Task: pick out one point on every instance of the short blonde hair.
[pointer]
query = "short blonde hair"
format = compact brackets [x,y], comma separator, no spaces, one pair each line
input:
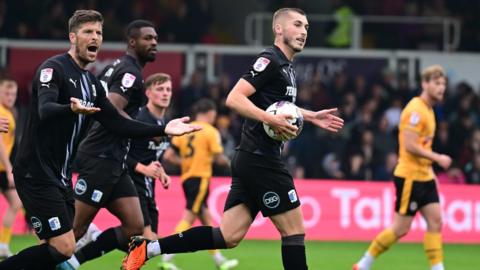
[157,78]
[433,72]
[281,12]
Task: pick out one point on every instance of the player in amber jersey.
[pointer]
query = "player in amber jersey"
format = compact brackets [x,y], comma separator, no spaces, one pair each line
[8,95]
[415,184]
[195,154]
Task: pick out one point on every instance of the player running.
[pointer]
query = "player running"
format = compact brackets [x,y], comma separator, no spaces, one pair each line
[415,183]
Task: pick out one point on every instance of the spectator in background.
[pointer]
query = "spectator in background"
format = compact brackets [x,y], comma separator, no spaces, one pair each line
[340,37]
[195,90]
[8,95]
[472,170]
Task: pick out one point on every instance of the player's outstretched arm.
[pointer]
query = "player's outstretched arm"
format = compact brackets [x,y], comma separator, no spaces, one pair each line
[4,123]
[325,119]
[180,126]
[238,101]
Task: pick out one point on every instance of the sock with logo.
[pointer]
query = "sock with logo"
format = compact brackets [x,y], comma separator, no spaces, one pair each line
[293,252]
[432,243]
[382,242]
[107,241]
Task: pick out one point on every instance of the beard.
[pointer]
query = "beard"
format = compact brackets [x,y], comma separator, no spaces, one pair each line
[290,43]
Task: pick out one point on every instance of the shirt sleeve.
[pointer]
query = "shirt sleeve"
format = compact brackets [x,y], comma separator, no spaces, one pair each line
[262,70]
[111,119]
[48,81]
[215,142]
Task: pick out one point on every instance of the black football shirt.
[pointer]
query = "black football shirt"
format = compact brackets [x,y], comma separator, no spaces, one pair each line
[273,77]
[123,77]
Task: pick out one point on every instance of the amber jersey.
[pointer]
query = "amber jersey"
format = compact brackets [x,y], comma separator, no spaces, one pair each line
[8,138]
[418,117]
[197,149]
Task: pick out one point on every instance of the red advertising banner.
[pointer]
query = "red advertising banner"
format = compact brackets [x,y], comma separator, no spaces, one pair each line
[23,63]
[333,210]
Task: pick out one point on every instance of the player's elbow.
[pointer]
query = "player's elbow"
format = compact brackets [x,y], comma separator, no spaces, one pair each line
[230,102]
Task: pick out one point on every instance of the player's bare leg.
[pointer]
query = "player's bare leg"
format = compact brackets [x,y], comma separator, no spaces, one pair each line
[290,226]
[384,240]
[47,254]
[14,204]
[432,241]
[234,225]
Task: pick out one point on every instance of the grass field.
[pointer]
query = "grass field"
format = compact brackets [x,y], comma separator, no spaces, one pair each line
[260,255]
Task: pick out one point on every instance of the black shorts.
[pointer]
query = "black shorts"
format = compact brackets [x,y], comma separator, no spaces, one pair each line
[101,181]
[262,184]
[146,193]
[196,190]
[4,182]
[412,195]
[49,208]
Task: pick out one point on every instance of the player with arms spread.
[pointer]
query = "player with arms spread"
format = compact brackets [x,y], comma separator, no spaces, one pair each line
[260,180]
[415,184]
[64,95]
[103,179]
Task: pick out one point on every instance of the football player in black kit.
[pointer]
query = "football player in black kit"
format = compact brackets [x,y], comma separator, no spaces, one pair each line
[103,179]
[145,154]
[64,95]
[260,181]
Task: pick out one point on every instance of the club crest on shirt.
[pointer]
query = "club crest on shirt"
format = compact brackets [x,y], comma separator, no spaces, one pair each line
[414,118]
[128,80]
[46,74]
[261,64]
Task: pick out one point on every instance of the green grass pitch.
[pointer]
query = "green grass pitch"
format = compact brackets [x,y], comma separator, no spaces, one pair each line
[256,255]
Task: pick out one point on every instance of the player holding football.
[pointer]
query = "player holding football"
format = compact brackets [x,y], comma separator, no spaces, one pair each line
[65,96]
[415,184]
[8,95]
[260,180]
[197,152]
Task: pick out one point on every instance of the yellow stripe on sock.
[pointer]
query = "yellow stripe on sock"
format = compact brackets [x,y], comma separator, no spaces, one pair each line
[182,226]
[432,244]
[197,204]
[406,192]
[382,242]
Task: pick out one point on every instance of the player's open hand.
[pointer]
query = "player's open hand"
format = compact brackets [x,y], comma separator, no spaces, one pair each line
[179,126]
[444,161]
[4,124]
[279,123]
[81,107]
[164,179]
[327,119]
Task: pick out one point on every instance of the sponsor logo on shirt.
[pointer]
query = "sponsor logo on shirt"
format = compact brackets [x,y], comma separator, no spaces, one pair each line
[46,75]
[261,64]
[271,200]
[54,223]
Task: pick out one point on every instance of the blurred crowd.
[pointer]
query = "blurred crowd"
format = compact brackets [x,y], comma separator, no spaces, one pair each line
[197,21]
[367,147]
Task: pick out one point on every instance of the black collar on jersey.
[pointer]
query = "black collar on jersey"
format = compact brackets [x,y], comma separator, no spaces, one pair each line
[133,60]
[281,56]
[74,63]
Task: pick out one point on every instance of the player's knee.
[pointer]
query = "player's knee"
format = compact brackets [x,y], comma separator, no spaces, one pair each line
[435,224]
[64,246]
[79,230]
[232,239]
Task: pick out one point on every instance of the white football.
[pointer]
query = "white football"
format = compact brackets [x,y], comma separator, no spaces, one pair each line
[284,107]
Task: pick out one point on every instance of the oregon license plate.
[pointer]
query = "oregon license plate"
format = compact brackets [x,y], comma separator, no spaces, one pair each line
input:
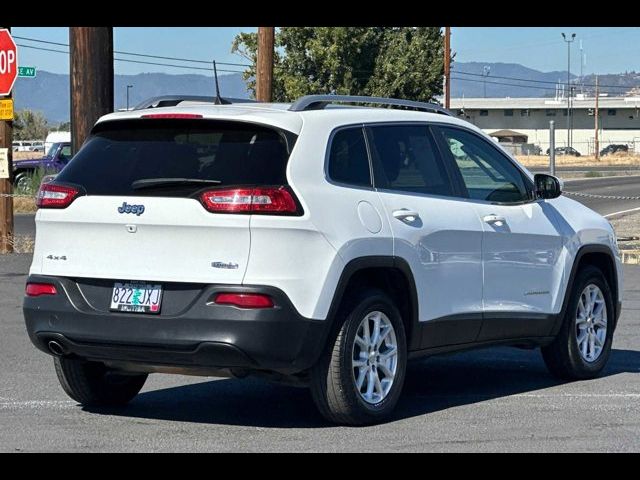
[136,297]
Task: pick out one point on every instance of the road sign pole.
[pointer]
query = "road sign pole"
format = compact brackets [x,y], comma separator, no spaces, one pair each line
[6,186]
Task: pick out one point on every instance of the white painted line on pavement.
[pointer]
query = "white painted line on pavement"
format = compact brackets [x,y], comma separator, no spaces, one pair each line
[621,212]
[38,404]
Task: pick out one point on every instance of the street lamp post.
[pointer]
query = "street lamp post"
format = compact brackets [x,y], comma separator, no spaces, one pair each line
[569,40]
[485,73]
[128,87]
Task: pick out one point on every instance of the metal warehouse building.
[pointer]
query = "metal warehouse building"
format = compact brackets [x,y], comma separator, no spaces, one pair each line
[523,123]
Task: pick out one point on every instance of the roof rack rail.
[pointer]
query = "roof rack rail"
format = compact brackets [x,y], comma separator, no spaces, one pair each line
[173,100]
[319,102]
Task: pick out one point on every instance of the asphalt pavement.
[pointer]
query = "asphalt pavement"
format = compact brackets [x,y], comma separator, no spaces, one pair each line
[498,399]
[619,185]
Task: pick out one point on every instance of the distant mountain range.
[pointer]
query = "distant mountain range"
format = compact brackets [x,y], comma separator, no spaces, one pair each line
[49,92]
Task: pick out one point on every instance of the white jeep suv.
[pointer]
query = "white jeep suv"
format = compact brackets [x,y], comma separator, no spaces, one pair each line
[308,243]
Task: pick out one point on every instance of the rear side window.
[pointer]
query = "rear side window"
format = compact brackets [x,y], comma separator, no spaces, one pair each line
[408,160]
[119,153]
[348,159]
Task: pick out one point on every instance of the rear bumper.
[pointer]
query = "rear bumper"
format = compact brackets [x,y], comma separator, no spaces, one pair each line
[194,335]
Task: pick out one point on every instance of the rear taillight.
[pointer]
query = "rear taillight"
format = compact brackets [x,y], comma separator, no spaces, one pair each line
[244,300]
[51,195]
[37,289]
[275,200]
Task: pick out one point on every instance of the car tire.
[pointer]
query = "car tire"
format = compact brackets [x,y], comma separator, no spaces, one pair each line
[340,383]
[94,384]
[569,358]
[22,182]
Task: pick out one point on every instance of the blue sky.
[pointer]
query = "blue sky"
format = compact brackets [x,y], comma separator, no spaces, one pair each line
[608,50]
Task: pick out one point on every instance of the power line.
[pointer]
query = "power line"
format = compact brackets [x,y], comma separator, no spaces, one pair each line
[120,52]
[188,67]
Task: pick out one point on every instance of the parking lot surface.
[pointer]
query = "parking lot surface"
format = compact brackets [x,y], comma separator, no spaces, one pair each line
[499,399]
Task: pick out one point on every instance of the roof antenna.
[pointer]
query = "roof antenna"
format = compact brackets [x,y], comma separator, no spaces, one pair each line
[218,100]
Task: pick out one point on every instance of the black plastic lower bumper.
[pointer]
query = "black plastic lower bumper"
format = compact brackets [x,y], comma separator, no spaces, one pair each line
[191,331]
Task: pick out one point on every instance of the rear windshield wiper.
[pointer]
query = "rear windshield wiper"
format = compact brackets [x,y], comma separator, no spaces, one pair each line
[168,182]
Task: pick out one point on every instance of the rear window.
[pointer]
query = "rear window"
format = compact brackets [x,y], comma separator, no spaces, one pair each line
[119,153]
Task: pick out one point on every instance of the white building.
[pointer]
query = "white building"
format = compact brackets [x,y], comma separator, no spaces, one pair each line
[618,117]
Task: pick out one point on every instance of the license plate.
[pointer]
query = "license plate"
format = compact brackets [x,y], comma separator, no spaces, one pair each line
[136,297]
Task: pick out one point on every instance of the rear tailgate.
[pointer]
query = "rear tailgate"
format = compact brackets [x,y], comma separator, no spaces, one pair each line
[175,239]
[117,229]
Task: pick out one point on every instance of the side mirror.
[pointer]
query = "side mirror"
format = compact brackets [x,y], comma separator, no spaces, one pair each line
[547,186]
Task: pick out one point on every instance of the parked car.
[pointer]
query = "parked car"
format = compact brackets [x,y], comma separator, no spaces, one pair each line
[614,148]
[56,137]
[566,151]
[324,247]
[27,146]
[57,157]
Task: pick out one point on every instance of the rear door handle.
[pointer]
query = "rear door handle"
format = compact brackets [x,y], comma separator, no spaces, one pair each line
[497,219]
[406,215]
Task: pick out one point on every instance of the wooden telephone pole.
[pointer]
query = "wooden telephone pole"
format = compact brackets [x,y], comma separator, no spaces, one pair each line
[596,143]
[91,79]
[264,64]
[6,187]
[447,67]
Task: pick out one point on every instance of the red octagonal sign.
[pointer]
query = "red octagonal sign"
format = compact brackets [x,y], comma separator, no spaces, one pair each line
[8,62]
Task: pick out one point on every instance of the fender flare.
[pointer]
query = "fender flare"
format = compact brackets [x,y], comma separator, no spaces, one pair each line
[586,249]
[377,261]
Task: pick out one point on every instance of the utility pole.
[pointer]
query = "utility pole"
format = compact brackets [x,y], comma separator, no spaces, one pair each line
[573,37]
[486,70]
[597,113]
[91,79]
[6,187]
[447,67]
[264,64]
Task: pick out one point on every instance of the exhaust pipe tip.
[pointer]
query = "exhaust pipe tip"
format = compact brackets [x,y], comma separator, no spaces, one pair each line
[55,348]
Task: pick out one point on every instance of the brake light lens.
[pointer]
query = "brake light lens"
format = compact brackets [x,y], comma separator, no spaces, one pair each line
[51,195]
[172,115]
[244,300]
[275,200]
[37,289]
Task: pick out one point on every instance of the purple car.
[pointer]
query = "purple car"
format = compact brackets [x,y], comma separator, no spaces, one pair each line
[56,158]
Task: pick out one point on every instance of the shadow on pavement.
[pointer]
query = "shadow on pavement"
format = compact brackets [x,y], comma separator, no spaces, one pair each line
[431,385]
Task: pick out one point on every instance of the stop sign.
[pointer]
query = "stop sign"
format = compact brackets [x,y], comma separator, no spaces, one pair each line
[8,62]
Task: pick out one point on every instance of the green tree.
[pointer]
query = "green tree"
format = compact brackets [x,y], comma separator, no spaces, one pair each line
[30,125]
[404,62]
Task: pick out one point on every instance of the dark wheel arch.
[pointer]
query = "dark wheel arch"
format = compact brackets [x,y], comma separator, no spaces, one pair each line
[601,257]
[368,272]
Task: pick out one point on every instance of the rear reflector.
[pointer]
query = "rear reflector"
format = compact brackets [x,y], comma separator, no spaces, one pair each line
[37,289]
[249,200]
[172,115]
[51,195]
[244,300]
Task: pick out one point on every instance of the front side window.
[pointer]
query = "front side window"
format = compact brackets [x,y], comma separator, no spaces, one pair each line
[487,174]
[407,160]
[348,159]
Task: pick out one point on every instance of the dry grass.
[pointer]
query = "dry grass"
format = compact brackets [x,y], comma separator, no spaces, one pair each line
[24,205]
[584,161]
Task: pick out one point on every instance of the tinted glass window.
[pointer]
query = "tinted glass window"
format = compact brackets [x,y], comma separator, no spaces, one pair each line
[409,160]
[119,153]
[486,173]
[348,159]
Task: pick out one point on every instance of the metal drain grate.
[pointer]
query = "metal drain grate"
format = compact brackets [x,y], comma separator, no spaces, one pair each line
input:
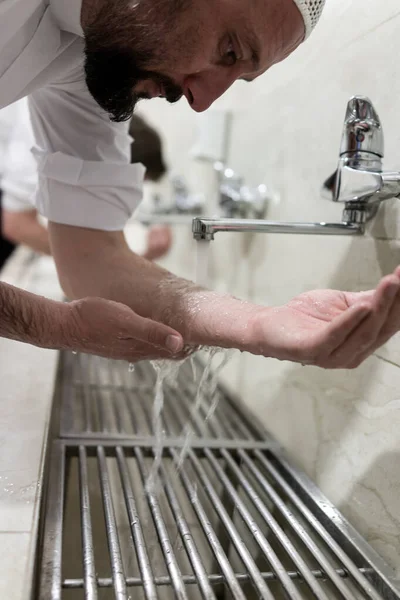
[234,521]
[102,398]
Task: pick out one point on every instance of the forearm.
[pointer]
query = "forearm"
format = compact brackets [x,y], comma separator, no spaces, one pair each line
[112,271]
[33,319]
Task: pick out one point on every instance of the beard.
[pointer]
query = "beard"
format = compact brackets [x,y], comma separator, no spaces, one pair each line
[120,45]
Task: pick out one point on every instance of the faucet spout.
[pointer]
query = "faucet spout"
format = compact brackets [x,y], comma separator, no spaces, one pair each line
[359,181]
[205,229]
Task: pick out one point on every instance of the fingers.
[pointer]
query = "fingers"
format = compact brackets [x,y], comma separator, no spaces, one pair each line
[155,334]
[363,339]
[343,326]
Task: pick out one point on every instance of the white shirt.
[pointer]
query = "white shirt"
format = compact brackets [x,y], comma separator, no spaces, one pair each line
[85,175]
[18,171]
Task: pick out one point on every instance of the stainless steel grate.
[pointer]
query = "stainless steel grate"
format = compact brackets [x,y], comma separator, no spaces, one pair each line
[236,520]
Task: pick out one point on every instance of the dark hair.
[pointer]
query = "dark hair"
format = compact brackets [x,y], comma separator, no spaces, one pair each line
[147,148]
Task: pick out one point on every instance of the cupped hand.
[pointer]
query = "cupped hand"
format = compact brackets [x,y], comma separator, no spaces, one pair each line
[329,328]
[110,329]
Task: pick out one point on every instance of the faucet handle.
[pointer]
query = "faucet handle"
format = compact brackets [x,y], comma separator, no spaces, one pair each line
[362,130]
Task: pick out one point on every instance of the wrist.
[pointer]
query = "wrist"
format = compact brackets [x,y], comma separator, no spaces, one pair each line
[221,320]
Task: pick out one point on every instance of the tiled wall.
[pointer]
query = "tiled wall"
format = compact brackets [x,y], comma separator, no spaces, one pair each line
[343,428]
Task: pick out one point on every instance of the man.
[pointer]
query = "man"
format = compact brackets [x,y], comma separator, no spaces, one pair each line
[84,65]
[19,220]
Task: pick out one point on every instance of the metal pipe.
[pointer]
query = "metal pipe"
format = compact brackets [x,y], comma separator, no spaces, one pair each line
[241,548]
[111,527]
[205,229]
[138,537]
[89,568]
[273,525]
[287,584]
[317,527]
[51,576]
[204,520]
[162,532]
[214,579]
[187,538]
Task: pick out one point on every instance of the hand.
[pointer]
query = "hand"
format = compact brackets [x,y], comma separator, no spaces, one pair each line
[331,329]
[113,330]
[159,241]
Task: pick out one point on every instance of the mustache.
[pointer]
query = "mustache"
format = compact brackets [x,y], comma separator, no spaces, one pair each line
[172,91]
[111,77]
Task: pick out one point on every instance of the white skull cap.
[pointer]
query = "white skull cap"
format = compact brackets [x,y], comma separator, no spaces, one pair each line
[311,11]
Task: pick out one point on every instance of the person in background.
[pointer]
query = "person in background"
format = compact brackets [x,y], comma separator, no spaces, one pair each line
[84,64]
[19,219]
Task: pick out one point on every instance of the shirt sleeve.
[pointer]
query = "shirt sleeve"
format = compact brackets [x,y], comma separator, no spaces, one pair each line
[83,160]
[19,178]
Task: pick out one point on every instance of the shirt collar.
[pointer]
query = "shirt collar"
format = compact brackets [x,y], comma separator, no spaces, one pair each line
[67,14]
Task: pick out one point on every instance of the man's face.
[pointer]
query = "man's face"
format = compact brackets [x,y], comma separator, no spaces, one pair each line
[195,48]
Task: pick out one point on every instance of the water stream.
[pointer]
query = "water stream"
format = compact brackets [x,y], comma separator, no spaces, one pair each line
[202,262]
[204,391]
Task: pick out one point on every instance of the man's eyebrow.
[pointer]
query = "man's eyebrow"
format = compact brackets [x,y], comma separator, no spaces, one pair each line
[254,45]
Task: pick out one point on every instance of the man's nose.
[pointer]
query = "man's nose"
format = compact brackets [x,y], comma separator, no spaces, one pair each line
[202,89]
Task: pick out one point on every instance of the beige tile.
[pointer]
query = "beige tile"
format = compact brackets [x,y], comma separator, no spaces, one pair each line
[14,552]
[25,399]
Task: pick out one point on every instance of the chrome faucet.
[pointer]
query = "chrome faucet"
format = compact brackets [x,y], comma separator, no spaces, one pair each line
[360,182]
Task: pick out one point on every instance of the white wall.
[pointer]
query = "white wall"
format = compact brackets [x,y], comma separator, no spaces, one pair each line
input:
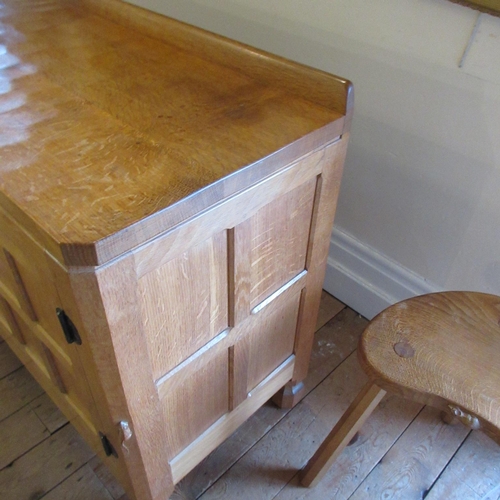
[419,208]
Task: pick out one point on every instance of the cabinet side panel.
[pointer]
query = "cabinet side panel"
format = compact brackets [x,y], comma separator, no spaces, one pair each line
[184,303]
[280,233]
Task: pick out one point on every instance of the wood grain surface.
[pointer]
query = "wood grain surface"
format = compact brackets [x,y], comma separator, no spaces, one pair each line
[450,343]
[117,128]
[469,473]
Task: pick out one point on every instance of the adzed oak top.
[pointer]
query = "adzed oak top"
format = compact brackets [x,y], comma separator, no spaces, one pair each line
[117,123]
[444,344]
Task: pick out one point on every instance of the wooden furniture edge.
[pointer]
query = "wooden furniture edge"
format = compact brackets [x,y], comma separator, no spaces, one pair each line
[328,90]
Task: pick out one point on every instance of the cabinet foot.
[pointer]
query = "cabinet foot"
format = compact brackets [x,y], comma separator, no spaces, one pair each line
[289,395]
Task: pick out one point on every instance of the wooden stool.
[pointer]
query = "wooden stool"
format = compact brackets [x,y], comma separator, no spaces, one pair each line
[441,349]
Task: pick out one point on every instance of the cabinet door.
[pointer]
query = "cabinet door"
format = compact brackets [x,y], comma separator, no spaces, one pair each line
[194,331]
[220,315]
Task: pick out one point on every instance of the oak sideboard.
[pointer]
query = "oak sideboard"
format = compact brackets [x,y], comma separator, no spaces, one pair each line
[166,202]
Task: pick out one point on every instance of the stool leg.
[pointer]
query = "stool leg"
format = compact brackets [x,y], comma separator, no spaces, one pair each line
[350,422]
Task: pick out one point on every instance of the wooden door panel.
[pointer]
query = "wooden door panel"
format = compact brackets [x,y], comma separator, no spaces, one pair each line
[185,303]
[192,407]
[272,340]
[279,240]
[28,283]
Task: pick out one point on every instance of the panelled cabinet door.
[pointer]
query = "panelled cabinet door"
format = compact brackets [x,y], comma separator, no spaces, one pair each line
[220,316]
[29,301]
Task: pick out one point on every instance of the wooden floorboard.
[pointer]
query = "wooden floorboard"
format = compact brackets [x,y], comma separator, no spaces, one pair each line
[403,451]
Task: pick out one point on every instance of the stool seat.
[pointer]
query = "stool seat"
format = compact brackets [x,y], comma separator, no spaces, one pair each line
[440,349]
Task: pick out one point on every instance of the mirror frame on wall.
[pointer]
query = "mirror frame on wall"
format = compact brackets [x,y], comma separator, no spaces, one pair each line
[489,6]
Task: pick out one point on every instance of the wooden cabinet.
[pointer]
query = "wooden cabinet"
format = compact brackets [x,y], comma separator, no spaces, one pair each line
[166,203]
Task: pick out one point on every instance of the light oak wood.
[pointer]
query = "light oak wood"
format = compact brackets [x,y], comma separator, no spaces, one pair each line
[51,461]
[470,470]
[8,361]
[168,195]
[83,68]
[438,349]
[20,432]
[343,432]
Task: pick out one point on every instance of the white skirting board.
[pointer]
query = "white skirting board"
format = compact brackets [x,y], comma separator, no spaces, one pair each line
[366,280]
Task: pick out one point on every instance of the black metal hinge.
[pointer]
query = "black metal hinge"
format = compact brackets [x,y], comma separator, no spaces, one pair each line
[69,329]
[107,446]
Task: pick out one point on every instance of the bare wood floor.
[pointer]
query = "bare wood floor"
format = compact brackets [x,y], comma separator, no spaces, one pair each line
[403,452]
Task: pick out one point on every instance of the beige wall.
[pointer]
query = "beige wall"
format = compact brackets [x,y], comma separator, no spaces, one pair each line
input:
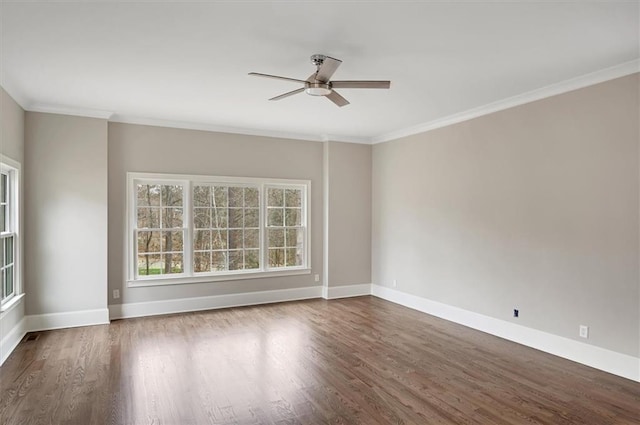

> _Objective_
Extract every line from the entries above that contains the string "window".

> _Task output_
Task: pick out one point on every instance of the rear side window.
query = "rear side window"
Task: pick out one point on every instance of the rear window.
query = "rear window"
Task: pick out one point on every instance of the front side window.
query = "front side window"
Task: pick out one point on every instance of the tinted glass window.
query = "tinted glass window"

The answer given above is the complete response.